---------- Record extracts

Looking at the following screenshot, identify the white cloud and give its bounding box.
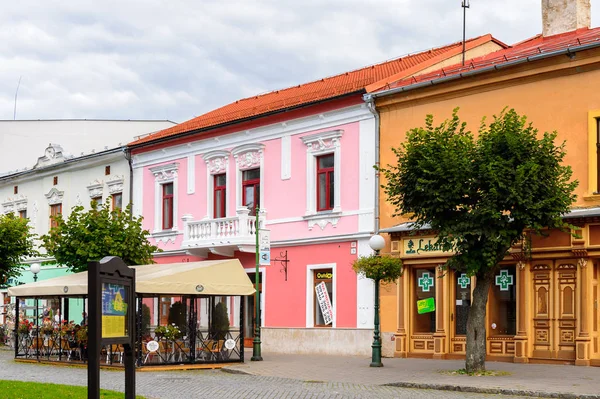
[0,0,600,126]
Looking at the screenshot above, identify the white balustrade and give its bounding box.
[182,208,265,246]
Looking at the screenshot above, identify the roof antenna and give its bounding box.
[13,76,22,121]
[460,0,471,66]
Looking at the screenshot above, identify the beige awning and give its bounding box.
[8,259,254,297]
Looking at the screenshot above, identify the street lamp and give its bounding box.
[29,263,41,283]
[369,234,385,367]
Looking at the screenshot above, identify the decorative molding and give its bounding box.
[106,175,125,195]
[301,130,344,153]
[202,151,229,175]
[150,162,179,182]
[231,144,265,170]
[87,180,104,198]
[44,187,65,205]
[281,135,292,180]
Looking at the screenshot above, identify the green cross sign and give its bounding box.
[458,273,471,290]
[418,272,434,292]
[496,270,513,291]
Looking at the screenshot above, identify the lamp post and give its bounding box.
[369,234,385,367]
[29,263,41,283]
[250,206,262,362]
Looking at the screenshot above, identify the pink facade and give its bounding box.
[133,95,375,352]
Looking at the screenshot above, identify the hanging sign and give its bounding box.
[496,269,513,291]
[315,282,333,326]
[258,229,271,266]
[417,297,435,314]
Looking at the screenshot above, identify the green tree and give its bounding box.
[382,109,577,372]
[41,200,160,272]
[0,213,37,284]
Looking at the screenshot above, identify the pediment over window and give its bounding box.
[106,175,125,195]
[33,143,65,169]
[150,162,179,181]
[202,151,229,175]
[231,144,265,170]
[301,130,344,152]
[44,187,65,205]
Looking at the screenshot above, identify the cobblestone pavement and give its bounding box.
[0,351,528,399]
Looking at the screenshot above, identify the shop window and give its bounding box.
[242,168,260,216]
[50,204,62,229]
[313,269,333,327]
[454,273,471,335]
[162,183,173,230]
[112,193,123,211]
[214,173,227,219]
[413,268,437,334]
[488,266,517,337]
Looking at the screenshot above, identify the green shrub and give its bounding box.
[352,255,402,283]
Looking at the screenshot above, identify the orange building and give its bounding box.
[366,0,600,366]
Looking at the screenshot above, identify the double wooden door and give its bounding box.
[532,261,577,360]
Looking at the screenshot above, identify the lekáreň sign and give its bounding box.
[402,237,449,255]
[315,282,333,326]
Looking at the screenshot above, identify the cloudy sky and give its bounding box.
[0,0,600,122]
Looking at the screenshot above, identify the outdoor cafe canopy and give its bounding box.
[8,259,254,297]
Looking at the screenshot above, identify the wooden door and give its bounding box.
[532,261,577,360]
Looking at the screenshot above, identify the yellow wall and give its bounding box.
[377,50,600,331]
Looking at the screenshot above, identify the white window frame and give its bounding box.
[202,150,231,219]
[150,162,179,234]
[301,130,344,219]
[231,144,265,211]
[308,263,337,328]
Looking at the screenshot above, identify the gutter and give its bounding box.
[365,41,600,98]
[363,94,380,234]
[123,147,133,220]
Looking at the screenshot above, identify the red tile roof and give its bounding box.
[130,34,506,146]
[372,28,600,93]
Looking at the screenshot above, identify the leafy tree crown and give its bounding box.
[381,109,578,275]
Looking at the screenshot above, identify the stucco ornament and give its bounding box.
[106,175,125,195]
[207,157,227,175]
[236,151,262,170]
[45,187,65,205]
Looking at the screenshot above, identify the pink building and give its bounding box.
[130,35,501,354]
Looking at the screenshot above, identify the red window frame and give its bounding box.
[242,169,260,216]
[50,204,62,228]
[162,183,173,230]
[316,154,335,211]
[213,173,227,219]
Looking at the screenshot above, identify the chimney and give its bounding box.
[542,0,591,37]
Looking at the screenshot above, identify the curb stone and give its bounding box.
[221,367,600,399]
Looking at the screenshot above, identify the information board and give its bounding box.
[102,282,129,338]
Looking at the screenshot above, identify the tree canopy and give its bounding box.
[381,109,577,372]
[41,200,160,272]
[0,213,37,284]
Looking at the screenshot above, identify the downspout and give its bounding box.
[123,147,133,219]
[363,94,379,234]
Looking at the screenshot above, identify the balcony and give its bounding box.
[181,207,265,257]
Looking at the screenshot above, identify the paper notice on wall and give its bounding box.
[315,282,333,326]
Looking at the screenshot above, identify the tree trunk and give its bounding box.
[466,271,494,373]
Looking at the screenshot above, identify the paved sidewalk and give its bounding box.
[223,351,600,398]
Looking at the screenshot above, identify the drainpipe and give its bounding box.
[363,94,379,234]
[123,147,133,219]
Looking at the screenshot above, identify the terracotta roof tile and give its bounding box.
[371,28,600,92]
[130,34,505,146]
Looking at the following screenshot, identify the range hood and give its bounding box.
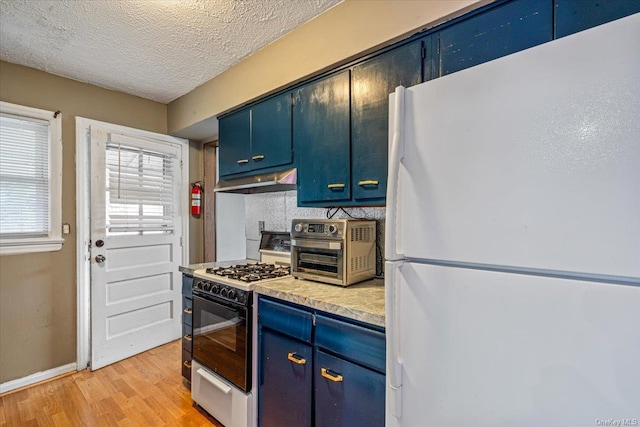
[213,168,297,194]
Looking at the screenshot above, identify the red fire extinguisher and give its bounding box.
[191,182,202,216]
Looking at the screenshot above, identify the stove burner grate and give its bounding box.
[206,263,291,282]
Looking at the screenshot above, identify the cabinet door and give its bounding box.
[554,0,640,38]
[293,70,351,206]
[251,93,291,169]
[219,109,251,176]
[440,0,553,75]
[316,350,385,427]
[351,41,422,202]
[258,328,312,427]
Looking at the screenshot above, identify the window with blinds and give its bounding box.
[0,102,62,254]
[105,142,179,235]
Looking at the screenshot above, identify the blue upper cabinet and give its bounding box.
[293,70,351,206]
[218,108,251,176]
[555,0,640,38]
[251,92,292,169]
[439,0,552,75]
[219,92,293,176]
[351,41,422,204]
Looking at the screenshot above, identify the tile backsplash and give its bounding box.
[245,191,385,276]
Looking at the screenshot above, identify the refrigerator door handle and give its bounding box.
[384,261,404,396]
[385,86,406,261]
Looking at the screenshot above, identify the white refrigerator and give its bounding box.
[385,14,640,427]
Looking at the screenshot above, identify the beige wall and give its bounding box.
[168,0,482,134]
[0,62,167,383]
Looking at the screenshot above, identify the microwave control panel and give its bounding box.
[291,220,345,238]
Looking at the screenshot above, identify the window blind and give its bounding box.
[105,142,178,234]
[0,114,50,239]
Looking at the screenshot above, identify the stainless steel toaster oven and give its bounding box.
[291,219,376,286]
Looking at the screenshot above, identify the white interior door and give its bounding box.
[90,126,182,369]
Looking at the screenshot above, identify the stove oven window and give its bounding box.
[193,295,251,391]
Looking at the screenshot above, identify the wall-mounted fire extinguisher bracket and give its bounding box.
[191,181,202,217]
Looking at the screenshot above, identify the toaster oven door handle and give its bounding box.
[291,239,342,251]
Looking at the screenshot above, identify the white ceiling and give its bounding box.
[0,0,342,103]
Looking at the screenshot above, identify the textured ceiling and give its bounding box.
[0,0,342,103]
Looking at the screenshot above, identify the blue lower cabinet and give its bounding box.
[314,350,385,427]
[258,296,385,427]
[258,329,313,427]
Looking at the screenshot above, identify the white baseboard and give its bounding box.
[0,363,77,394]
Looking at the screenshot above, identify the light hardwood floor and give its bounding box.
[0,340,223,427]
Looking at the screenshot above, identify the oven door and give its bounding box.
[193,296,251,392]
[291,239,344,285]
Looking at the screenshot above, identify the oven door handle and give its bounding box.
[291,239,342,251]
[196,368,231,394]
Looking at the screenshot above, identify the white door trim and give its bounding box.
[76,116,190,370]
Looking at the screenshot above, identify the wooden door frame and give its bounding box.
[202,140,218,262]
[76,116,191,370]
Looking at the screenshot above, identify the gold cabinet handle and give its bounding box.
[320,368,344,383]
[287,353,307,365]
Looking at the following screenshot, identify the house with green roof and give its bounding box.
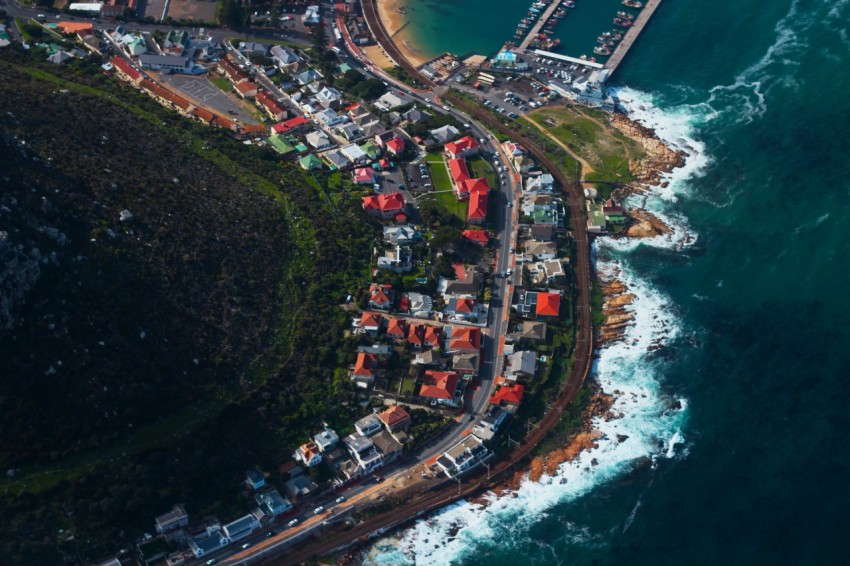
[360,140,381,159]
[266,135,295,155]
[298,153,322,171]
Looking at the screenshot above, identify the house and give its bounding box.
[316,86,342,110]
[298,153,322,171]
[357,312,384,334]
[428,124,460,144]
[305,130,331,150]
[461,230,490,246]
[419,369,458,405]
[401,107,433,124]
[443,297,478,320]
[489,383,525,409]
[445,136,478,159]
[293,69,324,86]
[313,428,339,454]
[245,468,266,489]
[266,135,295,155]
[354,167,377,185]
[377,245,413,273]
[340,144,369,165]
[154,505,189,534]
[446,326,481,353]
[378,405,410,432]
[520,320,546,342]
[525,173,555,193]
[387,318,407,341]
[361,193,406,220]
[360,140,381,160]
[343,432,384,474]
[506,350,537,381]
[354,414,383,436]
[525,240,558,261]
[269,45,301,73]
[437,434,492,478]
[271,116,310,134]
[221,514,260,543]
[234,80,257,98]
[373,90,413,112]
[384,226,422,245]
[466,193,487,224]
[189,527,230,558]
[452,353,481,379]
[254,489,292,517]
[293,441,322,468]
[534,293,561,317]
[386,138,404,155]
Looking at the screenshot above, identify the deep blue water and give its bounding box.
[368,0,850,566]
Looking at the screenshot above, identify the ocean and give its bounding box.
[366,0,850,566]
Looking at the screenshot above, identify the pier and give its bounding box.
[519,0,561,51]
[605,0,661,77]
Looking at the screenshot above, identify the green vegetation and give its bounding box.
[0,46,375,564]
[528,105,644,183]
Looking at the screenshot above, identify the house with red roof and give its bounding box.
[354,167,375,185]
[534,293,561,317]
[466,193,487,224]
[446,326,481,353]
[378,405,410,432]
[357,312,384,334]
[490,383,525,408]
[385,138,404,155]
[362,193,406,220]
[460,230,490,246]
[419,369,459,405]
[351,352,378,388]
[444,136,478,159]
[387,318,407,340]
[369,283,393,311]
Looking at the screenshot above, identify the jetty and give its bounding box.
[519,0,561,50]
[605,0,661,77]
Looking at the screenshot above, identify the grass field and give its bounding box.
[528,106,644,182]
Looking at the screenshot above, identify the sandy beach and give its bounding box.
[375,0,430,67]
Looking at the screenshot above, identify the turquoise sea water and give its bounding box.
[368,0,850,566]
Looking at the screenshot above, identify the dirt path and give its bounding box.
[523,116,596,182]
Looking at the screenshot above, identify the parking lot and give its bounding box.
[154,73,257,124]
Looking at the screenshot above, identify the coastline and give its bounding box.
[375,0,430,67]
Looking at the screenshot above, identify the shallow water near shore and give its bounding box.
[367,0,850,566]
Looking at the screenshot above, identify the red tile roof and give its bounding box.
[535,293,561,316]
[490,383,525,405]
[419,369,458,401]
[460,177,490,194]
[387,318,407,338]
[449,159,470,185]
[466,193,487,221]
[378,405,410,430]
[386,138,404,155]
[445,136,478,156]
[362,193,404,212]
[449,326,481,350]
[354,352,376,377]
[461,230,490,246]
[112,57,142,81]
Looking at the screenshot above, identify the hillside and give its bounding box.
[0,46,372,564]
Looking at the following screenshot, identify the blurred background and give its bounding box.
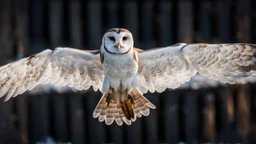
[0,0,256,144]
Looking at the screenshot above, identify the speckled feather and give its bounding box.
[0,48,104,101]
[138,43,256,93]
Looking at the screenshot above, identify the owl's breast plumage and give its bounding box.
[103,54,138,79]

--------------------

■ **Problem**
Can you switch "screenshot" to "photo" in the entries from the start through the line with "[417,297,435,314]", reproducing those lines with no other change and without the pictures?

■ **Written reply**
Looking at the following photo, identify the white cloud and give its bounding box.
[0,0,600,126]
Looking at the photo above, identify the white balustrade and give its bounding box.
[182,208,265,246]
Looking at the photo above, identify the roof antenna and give its bounding box.
[13,76,22,121]
[460,0,471,66]
Looking at the photo above, identify the beige awning and give its bounding box.
[8,259,254,297]
Looking at the photo above, identify the street lamp and give its bounding box.
[29,263,41,283]
[369,234,385,367]
Looking at the photo above, identify the decorative molding and give its bounding box.
[106,175,125,195]
[301,130,344,153]
[202,151,229,175]
[150,162,179,182]
[231,144,265,170]
[87,180,104,198]
[44,187,65,205]
[281,135,292,180]
Looking at the photo above, identify the green cross sign and give its bounding box.
[458,273,471,290]
[418,272,434,292]
[496,270,513,291]
Looking at the photo above, identify the lamp post and give its bounding box.
[369,234,385,367]
[29,263,41,283]
[250,206,262,362]
Looking at the photo above, identify the pink facade and give its bounding box.
[133,95,375,352]
Looking at the photo above, identify the hanging sign and give its bounding box.
[496,269,513,291]
[315,282,333,326]
[258,229,271,266]
[417,297,435,314]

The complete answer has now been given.